__YOUR TASKS__.
[a] Summarize the Ferguson case page in two sentences.
[b] According to the Ferguson case page, under what provision was the claim dismissed?
[c] Extend the Ferguson case page beyond its final line.

__EXCERPTED PASSAGE__.
>>>>

New York State Court of Claims

New York State Court of Claims
FERGUSON v. STATE OF NEW YORK, # 2018-018-909, Claim No. 125727, Motion No. M-91330

Synopsis

Claim is dismissed pursuant to Court of Claims Act 11 (b).

Case information

UID: 2018-018-909
Claimant(s): GREGORY FERGUSON
Claimant short name: FERGUSON
Footnote (claimant name) :
Defendant(s): STATE OF NEW YORK
Footnote (defendant name) :
Third-party claimant(s):
Third-party defendant(s):
Claim number(s): 125727
Motion number(s): M-91330
Cross-motion number(s):
Judge: DIANE L. FITZPATRICK
Claimant's attorney: GREGORY FERGUSON
Pro Se
Defendant's attorney: ERIC T. SCHNEIDERMAN
Attorney General of the State of New York
By: Sean B. Virkler, Esquire
Assistant Attorney General
Third-party defendant's attorney:
Signature date: February 5, 2018
City: Syracuse
Comments:
Official citation:
Appellate results:
See also (multicaptioned case)

<<<<

__INFORMATION SHOWN__.
>>>>

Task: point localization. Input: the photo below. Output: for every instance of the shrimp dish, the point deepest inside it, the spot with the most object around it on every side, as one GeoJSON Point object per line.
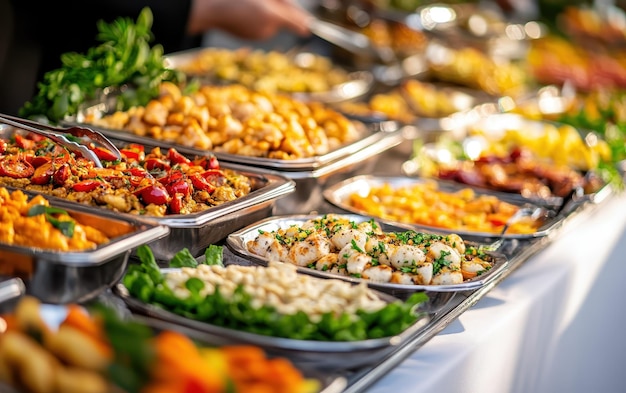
{"type": "Point", "coordinates": [335, 244]}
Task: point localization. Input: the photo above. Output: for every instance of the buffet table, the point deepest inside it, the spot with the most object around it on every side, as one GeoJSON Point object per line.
{"type": "Point", "coordinates": [553, 325]}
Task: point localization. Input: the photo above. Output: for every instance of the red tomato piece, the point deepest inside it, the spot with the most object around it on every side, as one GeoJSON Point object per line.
{"type": "Point", "coordinates": [178, 187]}
{"type": "Point", "coordinates": [153, 194]}
{"type": "Point", "coordinates": [87, 185]}
{"type": "Point", "coordinates": [200, 183]}
{"type": "Point", "coordinates": [62, 174]}
{"type": "Point", "coordinates": [16, 167]}
{"type": "Point", "coordinates": [156, 163]}
{"type": "Point", "coordinates": [207, 162]}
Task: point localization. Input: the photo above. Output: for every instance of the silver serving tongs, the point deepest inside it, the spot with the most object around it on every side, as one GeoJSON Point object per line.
{"type": "Point", "coordinates": [352, 41]}
{"type": "Point", "coordinates": [58, 135]}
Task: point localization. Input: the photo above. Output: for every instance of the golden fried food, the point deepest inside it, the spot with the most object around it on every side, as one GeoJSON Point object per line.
{"type": "Point", "coordinates": [34, 223]}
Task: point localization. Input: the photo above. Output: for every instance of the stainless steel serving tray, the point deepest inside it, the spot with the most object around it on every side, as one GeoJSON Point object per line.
{"type": "Point", "coordinates": [328, 355]}
{"type": "Point", "coordinates": [236, 242]}
{"type": "Point", "coordinates": [339, 193]}
{"type": "Point", "coordinates": [358, 83]}
{"type": "Point", "coordinates": [75, 276]}
{"type": "Point", "coordinates": [197, 230]}
{"type": "Point", "coordinates": [371, 135]}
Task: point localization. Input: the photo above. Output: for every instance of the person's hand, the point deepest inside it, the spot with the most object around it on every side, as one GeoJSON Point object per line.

<<<<

__REPLIES__.
[a] In Ferguson v. State of New York (Claim No. 125727, Motion No. M-91330), the New York State Court of Claims dismissed the claim pursuant to Court of Claims Act 11 (b). Judge Diane L. Fitzpatrick signed the decision in Syracuse on February 5, 2018, with Gregory Ferguson appearing pro se and Assistant Attorney General Sean B. Virkler appearing for the State on behalf of Attorney General Eric T. Schneiderman.

[b] Court of Claims Act 11 (b).

[c]
Decision

Defendant brings a motion seeking dismissal of the claim arguing it is untimely and fails

to comply with Court of Claims Act section 11 (b). Claimant opposes the motion.

On February 26, 2015, Claimant filed a claim with the Clerk of the Court. Claimant served Defendant with a copy of the claim on May 5, 2015. Defendant interposed an answer to the claim asserting three affirmative defenses including a defense of lack of subject matter jurisdiction and personal jurisdiction for failing to serve a claim or notice of intention within 90 days of the date of accrual in accordance with Court of Claims Act sections 10 (3), (3-b) and 11 (a) (i).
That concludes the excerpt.